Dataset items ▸
>>>

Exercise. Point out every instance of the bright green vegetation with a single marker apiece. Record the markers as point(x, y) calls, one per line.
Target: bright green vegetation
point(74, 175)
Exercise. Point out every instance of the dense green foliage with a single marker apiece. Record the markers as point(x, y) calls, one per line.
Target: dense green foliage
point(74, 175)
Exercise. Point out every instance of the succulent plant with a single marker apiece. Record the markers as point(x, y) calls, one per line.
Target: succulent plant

<<<
>>>

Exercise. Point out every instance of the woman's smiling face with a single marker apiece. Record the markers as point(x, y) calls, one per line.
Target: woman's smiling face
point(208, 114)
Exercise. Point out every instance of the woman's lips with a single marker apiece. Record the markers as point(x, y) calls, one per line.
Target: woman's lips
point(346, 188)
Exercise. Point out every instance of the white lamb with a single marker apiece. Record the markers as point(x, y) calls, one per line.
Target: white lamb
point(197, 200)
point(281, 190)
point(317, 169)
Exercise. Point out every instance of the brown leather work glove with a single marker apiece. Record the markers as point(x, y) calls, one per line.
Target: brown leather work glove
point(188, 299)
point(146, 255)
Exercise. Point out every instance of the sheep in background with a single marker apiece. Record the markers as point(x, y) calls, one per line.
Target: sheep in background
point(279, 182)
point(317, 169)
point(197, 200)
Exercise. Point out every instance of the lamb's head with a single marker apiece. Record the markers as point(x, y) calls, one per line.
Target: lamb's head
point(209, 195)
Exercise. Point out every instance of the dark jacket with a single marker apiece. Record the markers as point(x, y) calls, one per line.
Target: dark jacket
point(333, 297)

<<<

AIM ▸
How many lines of the material contain the word "vegetation"? Reply with the number alone.

RESPONSE BELOW ▸
2